_Task to carry out:_
Output the listing exactly, leaving out no line.

_Extracted entries:_
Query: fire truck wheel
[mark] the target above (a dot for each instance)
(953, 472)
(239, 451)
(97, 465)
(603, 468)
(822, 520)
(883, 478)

_Answer space:_
Query: fire truck wheel
[mark] the target above (a dot for each instance)
(953, 472)
(239, 451)
(97, 465)
(603, 468)
(822, 520)
(883, 478)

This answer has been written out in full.